Source records:
__________

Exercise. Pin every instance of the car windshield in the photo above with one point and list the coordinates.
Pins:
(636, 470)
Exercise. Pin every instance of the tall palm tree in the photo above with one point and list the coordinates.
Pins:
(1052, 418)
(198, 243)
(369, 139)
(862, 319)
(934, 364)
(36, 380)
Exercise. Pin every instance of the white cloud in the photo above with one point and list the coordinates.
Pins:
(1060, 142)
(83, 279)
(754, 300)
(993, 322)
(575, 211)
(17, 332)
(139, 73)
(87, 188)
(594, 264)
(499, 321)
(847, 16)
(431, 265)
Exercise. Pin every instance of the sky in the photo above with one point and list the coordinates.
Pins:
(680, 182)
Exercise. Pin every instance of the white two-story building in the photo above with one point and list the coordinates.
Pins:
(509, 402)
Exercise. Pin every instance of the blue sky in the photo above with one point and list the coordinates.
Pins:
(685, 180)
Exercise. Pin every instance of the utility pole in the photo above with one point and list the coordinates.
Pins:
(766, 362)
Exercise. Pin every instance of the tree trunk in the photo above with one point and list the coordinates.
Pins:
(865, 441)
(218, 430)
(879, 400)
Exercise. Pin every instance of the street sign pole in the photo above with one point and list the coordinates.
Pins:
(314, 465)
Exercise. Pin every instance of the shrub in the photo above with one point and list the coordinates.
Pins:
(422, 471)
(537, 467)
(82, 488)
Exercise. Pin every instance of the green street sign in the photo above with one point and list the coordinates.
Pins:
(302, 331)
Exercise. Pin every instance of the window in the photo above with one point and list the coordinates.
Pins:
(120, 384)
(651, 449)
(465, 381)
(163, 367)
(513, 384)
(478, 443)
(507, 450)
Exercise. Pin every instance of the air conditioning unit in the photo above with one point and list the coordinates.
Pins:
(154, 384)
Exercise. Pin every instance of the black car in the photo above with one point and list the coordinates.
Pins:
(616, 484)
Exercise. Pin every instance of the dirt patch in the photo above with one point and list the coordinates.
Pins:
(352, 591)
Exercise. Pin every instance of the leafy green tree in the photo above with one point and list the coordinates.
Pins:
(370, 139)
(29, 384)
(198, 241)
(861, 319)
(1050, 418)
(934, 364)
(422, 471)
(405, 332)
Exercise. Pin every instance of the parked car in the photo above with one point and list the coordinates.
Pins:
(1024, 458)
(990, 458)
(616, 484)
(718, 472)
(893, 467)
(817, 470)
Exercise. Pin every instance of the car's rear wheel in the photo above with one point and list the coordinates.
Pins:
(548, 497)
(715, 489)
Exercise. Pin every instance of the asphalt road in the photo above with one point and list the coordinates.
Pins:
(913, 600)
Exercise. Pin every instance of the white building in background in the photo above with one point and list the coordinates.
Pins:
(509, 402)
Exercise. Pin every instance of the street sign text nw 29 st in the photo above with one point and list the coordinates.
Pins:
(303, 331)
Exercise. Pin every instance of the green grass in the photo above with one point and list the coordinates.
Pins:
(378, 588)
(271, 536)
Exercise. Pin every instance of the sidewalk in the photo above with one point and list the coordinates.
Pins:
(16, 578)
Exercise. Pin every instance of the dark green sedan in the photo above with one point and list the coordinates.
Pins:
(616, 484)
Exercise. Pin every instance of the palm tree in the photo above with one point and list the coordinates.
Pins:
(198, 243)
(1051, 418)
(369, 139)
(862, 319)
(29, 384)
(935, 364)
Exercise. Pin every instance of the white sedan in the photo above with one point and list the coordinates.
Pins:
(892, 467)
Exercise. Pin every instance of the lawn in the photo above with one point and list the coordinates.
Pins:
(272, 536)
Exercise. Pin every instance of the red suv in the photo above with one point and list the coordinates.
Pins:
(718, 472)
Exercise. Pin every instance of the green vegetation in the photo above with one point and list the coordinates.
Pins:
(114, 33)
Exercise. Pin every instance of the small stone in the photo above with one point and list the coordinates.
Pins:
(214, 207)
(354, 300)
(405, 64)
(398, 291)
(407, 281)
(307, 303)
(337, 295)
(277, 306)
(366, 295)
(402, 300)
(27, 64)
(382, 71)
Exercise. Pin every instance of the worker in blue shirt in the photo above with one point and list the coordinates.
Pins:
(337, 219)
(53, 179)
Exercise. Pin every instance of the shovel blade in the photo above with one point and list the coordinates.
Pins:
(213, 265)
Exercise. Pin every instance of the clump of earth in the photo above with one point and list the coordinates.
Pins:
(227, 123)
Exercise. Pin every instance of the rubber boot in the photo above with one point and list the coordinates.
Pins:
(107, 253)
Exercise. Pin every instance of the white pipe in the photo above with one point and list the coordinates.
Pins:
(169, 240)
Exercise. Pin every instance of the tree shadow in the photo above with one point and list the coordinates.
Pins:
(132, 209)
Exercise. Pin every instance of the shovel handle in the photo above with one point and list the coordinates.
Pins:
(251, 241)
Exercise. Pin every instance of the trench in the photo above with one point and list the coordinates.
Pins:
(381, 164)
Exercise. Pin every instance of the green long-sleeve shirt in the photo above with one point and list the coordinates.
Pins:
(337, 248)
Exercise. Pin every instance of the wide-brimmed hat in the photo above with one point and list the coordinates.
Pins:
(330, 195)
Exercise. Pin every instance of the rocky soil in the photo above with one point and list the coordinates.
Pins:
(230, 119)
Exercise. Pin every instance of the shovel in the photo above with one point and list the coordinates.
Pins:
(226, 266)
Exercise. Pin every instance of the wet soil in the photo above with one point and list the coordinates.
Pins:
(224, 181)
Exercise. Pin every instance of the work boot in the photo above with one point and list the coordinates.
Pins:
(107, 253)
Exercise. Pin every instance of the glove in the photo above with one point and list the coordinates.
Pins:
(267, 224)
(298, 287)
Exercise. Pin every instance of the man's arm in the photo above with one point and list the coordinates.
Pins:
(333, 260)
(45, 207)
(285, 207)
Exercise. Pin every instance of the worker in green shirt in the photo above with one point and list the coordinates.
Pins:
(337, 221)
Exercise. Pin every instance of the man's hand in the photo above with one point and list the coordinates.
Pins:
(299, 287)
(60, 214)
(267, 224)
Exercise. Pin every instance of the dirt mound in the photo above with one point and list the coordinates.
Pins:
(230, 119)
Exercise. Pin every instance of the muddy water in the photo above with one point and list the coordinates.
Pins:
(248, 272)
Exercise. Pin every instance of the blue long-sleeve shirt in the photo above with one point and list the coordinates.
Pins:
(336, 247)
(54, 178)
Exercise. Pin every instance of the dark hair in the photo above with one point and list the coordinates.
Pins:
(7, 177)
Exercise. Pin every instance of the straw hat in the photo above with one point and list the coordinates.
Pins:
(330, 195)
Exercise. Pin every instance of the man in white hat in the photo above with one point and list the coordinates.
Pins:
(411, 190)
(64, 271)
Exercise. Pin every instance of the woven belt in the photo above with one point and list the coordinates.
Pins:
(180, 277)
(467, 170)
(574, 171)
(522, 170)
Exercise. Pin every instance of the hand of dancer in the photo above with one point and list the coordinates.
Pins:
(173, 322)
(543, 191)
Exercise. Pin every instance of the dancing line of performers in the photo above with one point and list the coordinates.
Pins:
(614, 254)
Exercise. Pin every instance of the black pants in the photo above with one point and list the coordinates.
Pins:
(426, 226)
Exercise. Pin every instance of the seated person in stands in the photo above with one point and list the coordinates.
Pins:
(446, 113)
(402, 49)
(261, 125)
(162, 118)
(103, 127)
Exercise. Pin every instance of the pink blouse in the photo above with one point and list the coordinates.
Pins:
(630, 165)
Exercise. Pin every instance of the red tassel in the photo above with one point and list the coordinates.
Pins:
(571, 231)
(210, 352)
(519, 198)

__________

Copy every line above exactly.

OUTPUT FOR THIS TASK:
Exercise. Pin every instance of the car windshield in the photo above with one point and list the coordinates.
Pins:
(636, 470)
Exercise. Pin every instance of the tall palm tree in the photo above with one point and list the coordinates.
Pins:
(1052, 418)
(198, 243)
(369, 139)
(862, 319)
(934, 364)
(36, 380)
Exercise. Pin every instance of the white cloud in the photo above with one point and list the coordinates.
Pins:
(1060, 142)
(83, 279)
(754, 300)
(993, 322)
(575, 211)
(17, 332)
(139, 73)
(87, 188)
(594, 264)
(499, 321)
(847, 16)
(431, 265)
Exercise. Pin every instance of the sky in the photo above with one point and list the coordinates.
Pins:
(680, 182)
Exercise. Pin every instance of the white two-story building in the photo above with one point and list the coordinates.
Pins:
(509, 402)
Exercise. Pin every instance of the blue sky in the photo above with one point and list the coordinates.
Pins:
(685, 180)
Exercise. Pin every instance of the utility pole in the photo above with one point and list the coordinates.
Pins:
(766, 362)
Exercise. Pin every instance of the tree trunk in the photo above with one point and list the coordinates.
Pins:
(865, 441)
(218, 430)
(879, 400)
Exercise. Pin every instance of the street sign pole in the photo above with one point and list the coordinates.
Pins:
(314, 465)
Exercise. Pin every instance of the shrub in the photo above with one point and list the coordinates.
Pins:
(422, 471)
(537, 467)
(82, 488)
Exercise. Pin every instance of the green street sign in the photo above with one point and list the coordinates.
Pins:
(302, 331)
Exercise. Pin every instance of the window in the photo above with one point and list the coordinates.
Pins:
(120, 384)
(651, 449)
(465, 381)
(163, 367)
(513, 384)
(478, 443)
(507, 450)
Exercise. Pin every instance of the air conditioning unit in the photo above with one point and list the coordinates.
Pins:
(154, 384)
Exercise. Pin every instance of the black car in the photo above with one point and list the coordinates.
Pins:
(616, 484)
Exercise. Pin every instance of the dirt patch in the photo above with one point and list the coordinates.
Pins:
(352, 591)
Exercise. Pin every instance of the leafy green tree in the photo above with one point and list the coordinates.
Pins:
(370, 139)
(29, 384)
(198, 241)
(861, 319)
(1050, 418)
(934, 364)
(422, 471)
(405, 332)
Exercise. Pin every instance of the parked car in the photo above with one point and list the coordinates.
Pins:
(1024, 458)
(990, 458)
(616, 484)
(718, 472)
(893, 467)
(817, 470)
Exercise. Pin every instance of the car's rear wheel in the photo above with one point and list the coordinates.
Pins:
(548, 497)
(715, 489)
Exercise. Pin every instance of the asphalt road in the photo above with one point and list the coordinates.
Pins:
(913, 600)
Exercise. Pin every instance of the white building in background in the photo above with one point and list the coordinates.
Pins:
(509, 402)
Exercise. Pin every instance of the street sign text nw 29 st in the photo above with one point and list the coordinates.
Pins:
(303, 331)
Exercise. Pin every instance of the green grass in the photo above with one point and list the coordinates.
Pins:
(378, 588)
(271, 536)
Exercise. Pin every instance of the sidewalk in the photo above with one point and list the coordinates.
Pins:
(16, 578)
Exercise. Pin every instance of the dark green sedan in the photo above with one point and list the coordinates.
Pins:
(616, 484)
Exercise. Pin every instance of the palm tree in the photo above with one point and list the coordinates.
Pins:
(198, 243)
(1051, 418)
(369, 139)
(862, 319)
(29, 384)
(935, 364)
Exercise. Pin every instance of the white sedan in the photo above with one point and list the coordinates.
Pins:
(892, 467)
Exercise. Pin every instance of the lawn in the photo above with one point and list the coordinates.
Pins:
(272, 536)
Exercise. Pin every instance of the red suv in the photo above with one point and list the coordinates.
Pins:
(718, 472)
Exercise. Pin every instance of the green vegetation in the photo above with one point and list the coordinates.
Pins:
(114, 33)
Exercise. Pin every instance of the small stone in the photo above with one point and list the coordinates.
Pins:
(214, 207)
(354, 300)
(405, 64)
(398, 291)
(407, 281)
(307, 303)
(337, 295)
(277, 306)
(366, 295)
(402, 300)
(27, 64)
(382, 71)
Exercise. Pin every instance of the worker in blue shirt in the photo above with one point and list the coordinates.
Pins:
(337, 219)
(53, 179)
Exercise. Pin every instance of the shovel blade in the photo above with one point and list the coordinates.
Pins:
(213, 265)
Exercise. Pin every instance of the clump of earth in the photo above with one point and list the coordinates.
Pins:
(227, 123)
Exercise. Pin every instance of the rubber boot in the photo above with one point and list the coordinates.
Pins:
(107, 253)
Exercise. Pin every instance of the white pipe in the photo above with one point and list the coordinates.
Pins:
(169, 240)
Exercise. Pin every instance of the tree shadow in the photo above with one point and list the coordinates.
Pins:
(132, 209)
Exercise. Pin every instance of the shovel handle in the photo above with one point and list the coordinates.
Pins:
(251, 241)
Exercise. Pin every instance of the trench in the photo above with one point and list the coordinates.
Pins:
(381, 164)
Exercise. Pin every instance of the green long-sleeve shirt in the photo above with one point and list the coordinates.
Pins:
(337, 248)
Exercise. Pin every instance of the wide-brimmed hat in the photo above with one point and list the coordinates.
Pins:
(330, 195)
Exercise. Pin every instance of the rocky soil in the photo above with one point and list the coordinates.
Pins:
(230, 119)
Exercise. Pin every instance of the shovel in the photo above with one point and list the coordinates.
Pins:
(226, 266)
Exercise. Pin every instance of the wet soil in the photo above with one point and list the coordinates.
Pins:
(224, 181)
Exercise. Pin every instance of the work boot in the photo above with one point and list the coordinates.
Pins:
(107, 253)
Exercise. Pin every instance of the glove in the photo above with one point and list the coordinates.
Pins:
(267, 224)
(298, 287)
Exercise. Pin every instance of the man's arm in the photo above with one point and list the coordinates.
Pins:
(333, 260)
(45, 207)
(285, 207)
Exercise. Pin every instance of the worker in green shirt in the photo above with one point and list the coordinates.
Pins:
(337, 221)
Exercise. Pin every instance of the man's hand in the photo above with one point and list the coordinates.
Pins:
(299, 287)
(60, 214)
(267, 224)
Exercise. Pin every instance of the dirt mound in the photo above with one point and list the coordinates.
Pins:
(230, 119)
Exercise. Pin every instance of the muddy water in the photo above with one point and list the coordinates.
Pins:
(248, 272)
Exercise. Pin every instance of the blue long-sleeve shirt in the photo above with one point and list the coordinates.
Pins:
(336, 247)
(54, 178)
Exercise. Pin every instance of the dark hair in the photo above with one point and list the coordinates.
Pins:
(7, 177)
Exercise. Pin every instance of the straw hat in the photo above with one point and list the coordinates.
Pins:
(330, 195)
Exercise. Pin every instance of the man in white hat in the photo above with one point and list the coordinates.
Pins:
(411, 190)
(64, 271)
Exercise. Pin every instance of the woven belt in the photo above with one point and list the coordinates.
Pins:
(180, 277)
(467, 170)
(574, 171)
(522, 170)
Exercise. Pin every instance of the hand of dancer in the photo above with one point and list the coordinates.
Pins:
(173, 322)
(543, 191)
Exercise. Pin every instance of the dancing line of performers in the photo above with one point and list the coordinates.
Pins:
(614, 254)
Exercise. Pin every instance of the black pants in the photo above with one point and list the coordinates.
Pins:
(426, 226)
Exercise. Pin every instance of the seated person in stands in the photo above with one point and list the coordinates.
Pins:
(446, 113)
(402, 49)
(261, 125)
(162, 118)
(103, 127)
Exercise. Pin every instance of the pink blouse in the photo above with one point and list the coordinates.
Pins:
(630, 165)
Exercise. Pin every instance of the red tassel in the photo above with one point and list the coordinates.
Pins:
(571, 231)
(210, 352)
(519, 198)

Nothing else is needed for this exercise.